/---

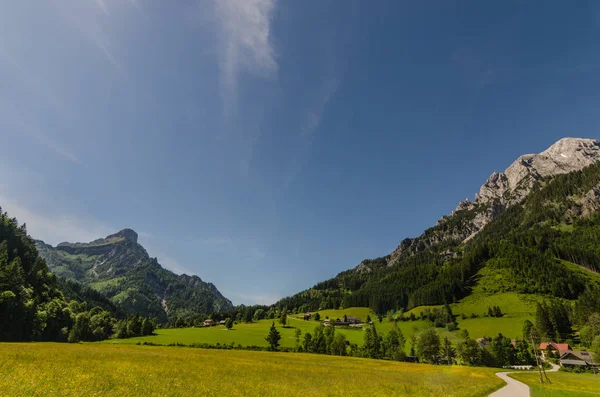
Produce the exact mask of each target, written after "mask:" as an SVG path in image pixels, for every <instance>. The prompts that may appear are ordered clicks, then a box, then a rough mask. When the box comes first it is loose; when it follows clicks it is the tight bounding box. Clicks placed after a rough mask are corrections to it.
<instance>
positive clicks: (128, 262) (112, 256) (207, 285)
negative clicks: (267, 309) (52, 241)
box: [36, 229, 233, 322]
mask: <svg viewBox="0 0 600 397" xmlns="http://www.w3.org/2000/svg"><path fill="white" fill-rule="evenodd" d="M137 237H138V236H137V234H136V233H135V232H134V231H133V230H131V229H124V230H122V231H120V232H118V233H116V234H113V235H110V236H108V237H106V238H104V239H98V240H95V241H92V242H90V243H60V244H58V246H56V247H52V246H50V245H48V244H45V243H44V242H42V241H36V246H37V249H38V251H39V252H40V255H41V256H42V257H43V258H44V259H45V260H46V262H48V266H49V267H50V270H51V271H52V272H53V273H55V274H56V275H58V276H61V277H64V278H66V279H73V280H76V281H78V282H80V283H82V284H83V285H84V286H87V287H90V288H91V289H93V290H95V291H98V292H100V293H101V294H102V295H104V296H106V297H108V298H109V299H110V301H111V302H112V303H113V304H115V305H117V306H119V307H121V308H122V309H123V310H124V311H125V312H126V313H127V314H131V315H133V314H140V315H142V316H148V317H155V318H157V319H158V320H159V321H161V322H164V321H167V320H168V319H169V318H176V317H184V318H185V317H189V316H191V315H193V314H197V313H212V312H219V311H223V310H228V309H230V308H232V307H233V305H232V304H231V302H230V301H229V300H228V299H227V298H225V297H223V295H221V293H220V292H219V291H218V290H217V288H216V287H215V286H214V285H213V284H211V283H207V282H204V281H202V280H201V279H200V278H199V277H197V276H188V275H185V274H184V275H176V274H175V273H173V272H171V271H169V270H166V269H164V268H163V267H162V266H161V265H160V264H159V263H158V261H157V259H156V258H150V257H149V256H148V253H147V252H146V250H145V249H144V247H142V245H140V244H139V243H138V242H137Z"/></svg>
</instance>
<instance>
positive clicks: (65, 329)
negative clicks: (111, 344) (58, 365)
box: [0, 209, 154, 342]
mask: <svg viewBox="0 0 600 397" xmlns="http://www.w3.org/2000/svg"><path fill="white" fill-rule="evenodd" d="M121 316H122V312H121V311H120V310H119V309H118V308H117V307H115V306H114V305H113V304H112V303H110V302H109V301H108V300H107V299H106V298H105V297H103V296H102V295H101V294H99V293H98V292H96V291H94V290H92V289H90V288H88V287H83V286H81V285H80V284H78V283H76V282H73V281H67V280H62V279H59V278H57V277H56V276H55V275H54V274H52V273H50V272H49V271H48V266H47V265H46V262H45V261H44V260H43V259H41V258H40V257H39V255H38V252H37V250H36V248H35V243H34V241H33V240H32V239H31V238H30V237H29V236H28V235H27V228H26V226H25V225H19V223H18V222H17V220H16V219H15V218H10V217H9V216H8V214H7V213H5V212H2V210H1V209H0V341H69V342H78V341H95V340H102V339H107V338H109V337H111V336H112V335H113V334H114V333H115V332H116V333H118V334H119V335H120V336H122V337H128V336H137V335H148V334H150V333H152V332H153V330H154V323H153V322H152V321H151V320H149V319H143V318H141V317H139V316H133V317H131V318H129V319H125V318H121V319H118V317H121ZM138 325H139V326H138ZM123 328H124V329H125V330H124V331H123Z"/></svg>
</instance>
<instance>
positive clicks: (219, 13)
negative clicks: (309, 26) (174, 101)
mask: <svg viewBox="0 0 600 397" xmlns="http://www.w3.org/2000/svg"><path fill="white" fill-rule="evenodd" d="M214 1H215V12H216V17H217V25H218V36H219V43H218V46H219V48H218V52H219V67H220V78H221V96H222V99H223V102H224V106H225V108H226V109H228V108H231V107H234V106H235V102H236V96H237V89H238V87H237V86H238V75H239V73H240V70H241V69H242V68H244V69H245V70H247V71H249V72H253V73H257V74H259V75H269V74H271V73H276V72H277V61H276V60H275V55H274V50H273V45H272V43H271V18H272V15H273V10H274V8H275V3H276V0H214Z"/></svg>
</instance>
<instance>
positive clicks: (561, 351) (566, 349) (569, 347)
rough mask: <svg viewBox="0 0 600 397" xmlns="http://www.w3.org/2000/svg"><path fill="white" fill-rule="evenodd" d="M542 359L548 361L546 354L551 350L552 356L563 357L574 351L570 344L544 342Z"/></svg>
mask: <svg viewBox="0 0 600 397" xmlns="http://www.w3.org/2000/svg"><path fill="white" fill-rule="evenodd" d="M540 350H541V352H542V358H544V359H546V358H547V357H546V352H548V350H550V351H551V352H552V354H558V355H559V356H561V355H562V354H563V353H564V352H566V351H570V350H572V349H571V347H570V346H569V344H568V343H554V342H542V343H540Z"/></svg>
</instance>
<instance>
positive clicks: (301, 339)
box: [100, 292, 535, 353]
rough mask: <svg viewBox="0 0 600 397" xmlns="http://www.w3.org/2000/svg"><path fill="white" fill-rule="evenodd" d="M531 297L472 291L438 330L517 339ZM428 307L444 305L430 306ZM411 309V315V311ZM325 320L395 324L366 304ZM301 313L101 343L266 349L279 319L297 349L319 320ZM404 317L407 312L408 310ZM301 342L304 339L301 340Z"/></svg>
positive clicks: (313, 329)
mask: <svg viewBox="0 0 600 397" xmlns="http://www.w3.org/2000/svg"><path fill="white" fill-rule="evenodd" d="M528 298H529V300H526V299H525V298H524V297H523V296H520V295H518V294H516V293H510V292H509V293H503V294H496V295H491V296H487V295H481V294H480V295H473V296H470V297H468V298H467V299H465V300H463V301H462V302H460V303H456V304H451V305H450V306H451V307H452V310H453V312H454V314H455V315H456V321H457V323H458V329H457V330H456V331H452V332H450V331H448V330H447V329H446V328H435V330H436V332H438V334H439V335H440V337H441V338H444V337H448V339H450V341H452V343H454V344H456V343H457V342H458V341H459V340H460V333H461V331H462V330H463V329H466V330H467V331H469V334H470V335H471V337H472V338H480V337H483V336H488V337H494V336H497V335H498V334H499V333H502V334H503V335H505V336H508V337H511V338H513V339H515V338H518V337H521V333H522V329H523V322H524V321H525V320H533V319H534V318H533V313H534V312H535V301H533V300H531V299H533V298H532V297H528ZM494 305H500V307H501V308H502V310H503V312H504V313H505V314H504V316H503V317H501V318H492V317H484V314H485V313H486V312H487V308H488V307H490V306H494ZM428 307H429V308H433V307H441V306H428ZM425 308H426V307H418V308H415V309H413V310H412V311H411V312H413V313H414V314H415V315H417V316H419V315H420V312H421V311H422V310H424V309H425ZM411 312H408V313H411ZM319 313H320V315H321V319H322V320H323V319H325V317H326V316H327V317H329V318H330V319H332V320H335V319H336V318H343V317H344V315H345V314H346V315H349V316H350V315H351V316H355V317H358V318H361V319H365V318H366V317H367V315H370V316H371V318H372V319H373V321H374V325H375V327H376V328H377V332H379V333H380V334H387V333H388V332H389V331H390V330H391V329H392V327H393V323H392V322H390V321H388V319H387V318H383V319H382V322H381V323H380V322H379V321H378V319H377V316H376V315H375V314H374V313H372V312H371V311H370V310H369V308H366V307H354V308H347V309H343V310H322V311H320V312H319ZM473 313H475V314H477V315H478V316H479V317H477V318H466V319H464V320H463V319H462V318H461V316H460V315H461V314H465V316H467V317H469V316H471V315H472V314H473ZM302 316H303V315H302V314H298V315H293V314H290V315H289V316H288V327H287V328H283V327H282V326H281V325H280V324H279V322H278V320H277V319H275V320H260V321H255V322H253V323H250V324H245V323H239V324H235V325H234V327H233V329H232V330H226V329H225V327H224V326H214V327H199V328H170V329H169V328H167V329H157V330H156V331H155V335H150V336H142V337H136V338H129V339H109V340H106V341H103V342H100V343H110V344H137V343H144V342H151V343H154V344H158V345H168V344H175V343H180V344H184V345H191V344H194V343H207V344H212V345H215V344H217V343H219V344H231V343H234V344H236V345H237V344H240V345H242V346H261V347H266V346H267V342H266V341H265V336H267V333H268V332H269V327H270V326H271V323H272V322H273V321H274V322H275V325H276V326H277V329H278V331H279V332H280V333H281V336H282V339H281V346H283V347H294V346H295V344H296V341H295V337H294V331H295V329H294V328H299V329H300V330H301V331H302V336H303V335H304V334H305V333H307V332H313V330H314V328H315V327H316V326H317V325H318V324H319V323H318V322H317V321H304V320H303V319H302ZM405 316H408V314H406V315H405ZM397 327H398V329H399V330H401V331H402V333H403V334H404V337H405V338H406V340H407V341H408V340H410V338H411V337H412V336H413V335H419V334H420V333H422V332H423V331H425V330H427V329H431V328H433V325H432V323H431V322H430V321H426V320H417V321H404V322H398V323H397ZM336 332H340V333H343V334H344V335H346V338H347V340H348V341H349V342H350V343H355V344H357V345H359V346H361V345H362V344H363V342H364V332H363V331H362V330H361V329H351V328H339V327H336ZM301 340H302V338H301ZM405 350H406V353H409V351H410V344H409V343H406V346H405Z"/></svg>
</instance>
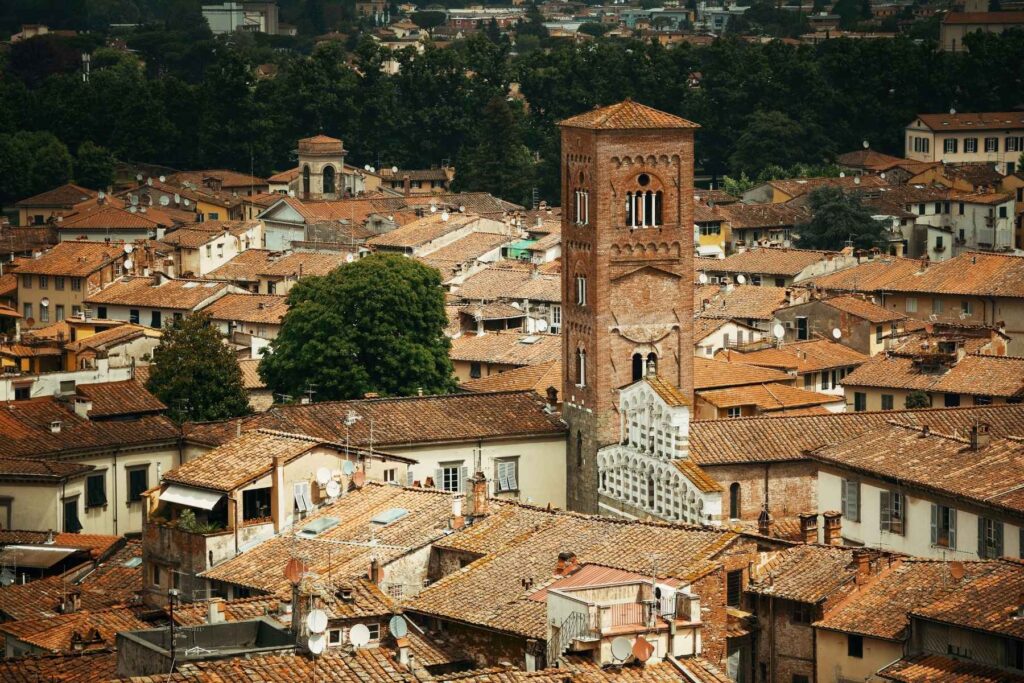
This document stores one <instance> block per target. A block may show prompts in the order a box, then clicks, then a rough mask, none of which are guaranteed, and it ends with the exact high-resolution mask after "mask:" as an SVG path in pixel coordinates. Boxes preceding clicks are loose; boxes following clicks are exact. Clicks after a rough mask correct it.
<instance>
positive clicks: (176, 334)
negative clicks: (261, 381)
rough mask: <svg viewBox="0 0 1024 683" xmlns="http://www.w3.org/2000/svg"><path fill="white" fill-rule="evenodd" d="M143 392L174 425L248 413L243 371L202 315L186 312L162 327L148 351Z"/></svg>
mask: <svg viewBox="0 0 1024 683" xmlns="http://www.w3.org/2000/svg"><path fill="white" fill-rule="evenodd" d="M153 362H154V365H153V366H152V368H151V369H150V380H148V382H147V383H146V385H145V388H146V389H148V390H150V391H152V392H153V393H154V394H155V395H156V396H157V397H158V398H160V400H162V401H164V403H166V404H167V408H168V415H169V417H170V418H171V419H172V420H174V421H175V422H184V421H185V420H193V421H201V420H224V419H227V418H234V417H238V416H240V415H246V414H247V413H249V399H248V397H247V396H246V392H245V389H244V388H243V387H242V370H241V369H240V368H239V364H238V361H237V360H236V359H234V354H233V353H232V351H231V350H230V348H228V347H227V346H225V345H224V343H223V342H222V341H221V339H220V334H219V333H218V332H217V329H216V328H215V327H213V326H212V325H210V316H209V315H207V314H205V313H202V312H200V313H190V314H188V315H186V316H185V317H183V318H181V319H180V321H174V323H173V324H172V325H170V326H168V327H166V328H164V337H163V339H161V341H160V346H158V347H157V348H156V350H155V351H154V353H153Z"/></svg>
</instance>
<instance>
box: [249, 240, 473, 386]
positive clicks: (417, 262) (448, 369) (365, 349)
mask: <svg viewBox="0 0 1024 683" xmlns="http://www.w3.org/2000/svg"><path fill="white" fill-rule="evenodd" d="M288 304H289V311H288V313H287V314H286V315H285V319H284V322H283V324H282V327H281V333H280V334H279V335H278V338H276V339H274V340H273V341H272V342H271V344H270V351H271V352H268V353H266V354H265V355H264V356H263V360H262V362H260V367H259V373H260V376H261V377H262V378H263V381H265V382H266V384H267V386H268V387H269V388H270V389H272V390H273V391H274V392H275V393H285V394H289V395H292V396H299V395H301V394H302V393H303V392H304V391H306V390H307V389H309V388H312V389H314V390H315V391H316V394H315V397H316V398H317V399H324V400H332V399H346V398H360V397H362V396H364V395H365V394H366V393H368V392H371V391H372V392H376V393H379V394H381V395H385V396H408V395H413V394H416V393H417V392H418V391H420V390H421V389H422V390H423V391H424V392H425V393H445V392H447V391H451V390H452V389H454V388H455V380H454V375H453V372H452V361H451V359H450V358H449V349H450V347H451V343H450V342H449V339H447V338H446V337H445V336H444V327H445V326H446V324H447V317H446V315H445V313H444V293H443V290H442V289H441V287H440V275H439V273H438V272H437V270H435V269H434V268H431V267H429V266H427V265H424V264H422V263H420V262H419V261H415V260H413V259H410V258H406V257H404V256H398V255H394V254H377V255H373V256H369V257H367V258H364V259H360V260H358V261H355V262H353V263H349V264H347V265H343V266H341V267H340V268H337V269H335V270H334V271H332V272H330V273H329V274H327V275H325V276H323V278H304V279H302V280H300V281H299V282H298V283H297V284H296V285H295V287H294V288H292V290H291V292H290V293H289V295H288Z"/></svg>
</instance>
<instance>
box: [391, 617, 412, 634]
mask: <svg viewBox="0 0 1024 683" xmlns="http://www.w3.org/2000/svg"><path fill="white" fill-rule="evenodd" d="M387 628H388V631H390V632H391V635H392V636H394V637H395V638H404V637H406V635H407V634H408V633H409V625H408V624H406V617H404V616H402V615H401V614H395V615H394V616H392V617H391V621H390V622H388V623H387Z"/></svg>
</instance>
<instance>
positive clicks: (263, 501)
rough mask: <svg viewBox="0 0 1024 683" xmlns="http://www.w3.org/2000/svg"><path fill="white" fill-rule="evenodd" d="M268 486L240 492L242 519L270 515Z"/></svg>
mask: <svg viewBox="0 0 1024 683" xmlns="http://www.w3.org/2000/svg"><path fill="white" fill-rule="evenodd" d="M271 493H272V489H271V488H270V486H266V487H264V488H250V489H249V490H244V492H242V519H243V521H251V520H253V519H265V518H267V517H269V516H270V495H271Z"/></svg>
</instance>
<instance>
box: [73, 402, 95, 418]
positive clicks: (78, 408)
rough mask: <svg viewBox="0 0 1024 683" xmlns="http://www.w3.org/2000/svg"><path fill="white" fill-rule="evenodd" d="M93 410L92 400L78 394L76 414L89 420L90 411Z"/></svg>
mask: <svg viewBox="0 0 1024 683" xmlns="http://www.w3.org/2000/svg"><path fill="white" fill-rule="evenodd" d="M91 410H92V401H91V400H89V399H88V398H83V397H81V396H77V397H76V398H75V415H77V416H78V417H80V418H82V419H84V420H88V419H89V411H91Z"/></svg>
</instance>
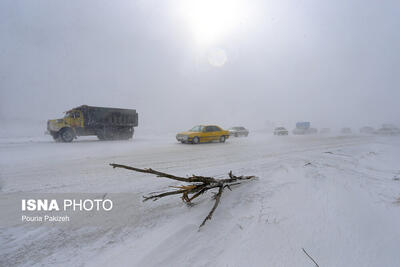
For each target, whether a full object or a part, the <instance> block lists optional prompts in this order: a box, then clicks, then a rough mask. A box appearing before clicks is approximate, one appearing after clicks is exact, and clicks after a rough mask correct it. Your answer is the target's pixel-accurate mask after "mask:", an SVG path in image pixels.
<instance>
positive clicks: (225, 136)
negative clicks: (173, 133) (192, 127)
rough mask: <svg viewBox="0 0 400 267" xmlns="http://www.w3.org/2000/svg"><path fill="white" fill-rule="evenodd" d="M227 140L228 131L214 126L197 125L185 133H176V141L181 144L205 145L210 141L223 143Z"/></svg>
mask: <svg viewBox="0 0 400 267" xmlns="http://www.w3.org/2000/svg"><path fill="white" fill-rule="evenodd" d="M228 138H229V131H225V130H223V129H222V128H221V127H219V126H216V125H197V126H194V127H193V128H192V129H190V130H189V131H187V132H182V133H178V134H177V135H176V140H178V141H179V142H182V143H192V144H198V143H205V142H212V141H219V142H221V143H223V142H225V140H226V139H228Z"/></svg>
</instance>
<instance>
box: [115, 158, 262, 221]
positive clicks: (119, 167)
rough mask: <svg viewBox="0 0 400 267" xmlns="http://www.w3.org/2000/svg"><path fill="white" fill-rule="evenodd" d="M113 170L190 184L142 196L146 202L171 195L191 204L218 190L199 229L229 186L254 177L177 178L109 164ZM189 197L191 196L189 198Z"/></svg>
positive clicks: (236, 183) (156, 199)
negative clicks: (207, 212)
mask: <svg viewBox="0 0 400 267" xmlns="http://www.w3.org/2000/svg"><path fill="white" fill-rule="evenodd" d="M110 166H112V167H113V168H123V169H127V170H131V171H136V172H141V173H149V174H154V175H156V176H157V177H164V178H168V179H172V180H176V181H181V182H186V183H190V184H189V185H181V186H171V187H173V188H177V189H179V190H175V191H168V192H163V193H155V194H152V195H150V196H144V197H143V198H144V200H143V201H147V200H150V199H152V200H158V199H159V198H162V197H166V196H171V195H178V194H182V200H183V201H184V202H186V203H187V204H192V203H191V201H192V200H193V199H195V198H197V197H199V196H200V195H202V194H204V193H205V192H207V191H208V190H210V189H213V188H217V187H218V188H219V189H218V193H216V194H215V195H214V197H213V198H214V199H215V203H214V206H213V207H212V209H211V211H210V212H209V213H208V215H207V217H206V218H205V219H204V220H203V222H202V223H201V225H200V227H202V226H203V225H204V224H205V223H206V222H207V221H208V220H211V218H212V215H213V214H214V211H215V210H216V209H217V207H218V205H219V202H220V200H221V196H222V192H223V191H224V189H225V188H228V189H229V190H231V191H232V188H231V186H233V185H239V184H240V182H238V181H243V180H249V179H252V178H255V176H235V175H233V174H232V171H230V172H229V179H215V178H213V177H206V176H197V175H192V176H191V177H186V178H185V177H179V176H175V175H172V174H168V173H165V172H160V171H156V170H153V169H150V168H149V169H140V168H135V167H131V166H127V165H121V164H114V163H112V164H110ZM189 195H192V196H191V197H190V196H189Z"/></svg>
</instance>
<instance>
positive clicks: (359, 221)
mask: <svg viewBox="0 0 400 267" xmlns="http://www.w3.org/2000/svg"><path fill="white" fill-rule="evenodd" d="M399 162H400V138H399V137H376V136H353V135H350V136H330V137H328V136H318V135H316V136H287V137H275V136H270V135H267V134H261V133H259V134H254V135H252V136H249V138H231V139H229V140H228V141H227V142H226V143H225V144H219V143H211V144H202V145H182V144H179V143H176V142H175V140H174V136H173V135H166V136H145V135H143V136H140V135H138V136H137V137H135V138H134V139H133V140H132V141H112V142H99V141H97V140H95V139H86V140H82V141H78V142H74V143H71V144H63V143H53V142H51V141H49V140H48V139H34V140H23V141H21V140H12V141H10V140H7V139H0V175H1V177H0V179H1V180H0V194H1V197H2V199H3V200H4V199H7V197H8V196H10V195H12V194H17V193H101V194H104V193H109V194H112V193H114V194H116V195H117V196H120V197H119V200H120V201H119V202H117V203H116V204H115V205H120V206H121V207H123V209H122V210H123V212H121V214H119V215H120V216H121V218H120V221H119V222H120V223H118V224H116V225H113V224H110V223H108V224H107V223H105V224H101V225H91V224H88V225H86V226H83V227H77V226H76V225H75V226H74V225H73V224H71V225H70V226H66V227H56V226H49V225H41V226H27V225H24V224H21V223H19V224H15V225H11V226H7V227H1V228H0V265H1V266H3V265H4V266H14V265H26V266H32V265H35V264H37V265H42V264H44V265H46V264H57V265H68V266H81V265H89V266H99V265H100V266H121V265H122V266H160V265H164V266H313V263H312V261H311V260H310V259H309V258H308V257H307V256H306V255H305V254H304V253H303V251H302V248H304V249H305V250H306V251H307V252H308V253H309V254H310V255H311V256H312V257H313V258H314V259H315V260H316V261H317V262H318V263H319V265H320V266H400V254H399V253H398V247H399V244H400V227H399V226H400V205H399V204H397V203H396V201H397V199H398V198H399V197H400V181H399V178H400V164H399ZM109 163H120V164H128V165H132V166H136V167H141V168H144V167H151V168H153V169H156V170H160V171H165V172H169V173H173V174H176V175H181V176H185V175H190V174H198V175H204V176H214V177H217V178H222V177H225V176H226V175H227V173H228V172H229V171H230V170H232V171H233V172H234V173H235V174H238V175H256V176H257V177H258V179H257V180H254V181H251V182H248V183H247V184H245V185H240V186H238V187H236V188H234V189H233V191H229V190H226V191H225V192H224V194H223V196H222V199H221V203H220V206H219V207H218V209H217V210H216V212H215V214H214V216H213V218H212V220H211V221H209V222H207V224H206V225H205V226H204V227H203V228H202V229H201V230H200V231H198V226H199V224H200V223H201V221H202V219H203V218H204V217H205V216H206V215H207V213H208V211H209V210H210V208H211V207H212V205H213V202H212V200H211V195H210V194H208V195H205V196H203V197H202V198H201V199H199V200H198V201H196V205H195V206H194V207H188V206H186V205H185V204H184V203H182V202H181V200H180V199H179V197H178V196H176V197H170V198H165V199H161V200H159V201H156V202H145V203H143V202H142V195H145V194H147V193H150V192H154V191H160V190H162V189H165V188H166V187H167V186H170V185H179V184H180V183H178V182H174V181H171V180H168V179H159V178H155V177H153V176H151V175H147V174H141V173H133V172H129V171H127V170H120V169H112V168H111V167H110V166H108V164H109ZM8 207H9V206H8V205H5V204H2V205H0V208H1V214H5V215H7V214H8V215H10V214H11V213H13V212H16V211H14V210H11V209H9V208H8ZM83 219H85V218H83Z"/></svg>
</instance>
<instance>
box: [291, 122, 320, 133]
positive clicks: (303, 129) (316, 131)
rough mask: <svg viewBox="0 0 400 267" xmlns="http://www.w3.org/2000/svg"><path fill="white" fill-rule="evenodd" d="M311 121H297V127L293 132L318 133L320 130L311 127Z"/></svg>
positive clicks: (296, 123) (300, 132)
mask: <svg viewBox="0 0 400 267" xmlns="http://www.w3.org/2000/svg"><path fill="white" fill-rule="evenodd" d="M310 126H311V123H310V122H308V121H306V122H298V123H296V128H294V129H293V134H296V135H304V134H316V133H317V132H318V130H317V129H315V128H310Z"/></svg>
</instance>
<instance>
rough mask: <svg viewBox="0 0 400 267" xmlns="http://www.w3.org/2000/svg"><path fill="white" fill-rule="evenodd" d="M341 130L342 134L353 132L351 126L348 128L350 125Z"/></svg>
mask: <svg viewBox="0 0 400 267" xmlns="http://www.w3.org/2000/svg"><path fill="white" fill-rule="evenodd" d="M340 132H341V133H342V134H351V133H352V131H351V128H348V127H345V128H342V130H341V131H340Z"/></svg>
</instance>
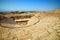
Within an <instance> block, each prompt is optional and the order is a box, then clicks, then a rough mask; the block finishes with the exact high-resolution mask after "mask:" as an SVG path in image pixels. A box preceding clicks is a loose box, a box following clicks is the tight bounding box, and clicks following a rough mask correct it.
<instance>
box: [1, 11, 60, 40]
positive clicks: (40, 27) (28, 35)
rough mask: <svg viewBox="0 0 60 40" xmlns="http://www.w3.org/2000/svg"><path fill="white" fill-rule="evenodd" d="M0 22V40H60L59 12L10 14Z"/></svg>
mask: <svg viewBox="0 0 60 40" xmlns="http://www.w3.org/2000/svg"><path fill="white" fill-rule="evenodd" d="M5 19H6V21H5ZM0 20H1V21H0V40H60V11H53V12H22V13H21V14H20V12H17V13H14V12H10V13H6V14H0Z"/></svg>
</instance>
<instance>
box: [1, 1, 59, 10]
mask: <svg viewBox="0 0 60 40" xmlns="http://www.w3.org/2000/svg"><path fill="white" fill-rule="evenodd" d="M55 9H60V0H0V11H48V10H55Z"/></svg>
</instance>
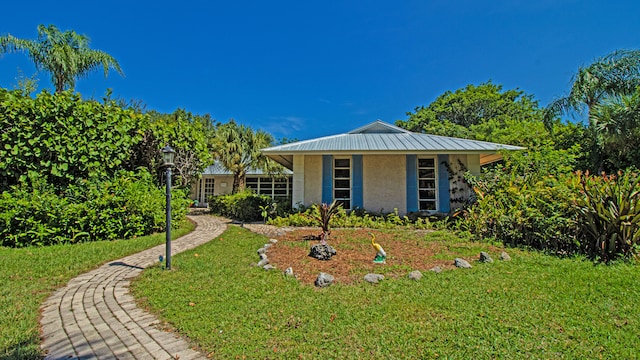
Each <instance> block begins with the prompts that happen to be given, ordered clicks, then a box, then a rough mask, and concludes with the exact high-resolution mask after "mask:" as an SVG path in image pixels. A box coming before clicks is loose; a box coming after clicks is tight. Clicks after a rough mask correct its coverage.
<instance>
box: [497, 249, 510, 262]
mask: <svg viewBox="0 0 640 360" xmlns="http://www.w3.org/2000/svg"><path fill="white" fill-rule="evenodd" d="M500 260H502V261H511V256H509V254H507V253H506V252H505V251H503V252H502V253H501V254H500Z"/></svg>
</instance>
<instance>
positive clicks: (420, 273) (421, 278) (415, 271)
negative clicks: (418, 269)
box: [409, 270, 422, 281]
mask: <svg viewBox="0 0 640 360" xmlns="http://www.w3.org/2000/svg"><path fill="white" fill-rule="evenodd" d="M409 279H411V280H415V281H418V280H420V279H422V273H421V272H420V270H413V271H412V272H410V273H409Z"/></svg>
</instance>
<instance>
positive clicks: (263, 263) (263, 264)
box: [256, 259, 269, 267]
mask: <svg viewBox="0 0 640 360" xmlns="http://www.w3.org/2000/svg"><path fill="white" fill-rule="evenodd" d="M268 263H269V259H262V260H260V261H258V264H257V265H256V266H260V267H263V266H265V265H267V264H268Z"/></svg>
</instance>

\---

Look at the listing and set down only the lines from its start through the line with "negative clicks: (267, 309) (52, 241)", word for word and without pictures.

- Problem solution -
Produce the exact mask of each target, written after "mask:" as an SVG path in image pixels, for every <instance>. The prompts that may appear are ordered clicks, then a box, then a rough mask. When the box comes first it is loose; when it follows clicks it is the tight bounding box. Clicks placed after a rough mask are corrections to it.
<instance>
positive clicks: (128, 262) (112, 256) (207, 285)
negative clicks: (267, 309) (52, 241)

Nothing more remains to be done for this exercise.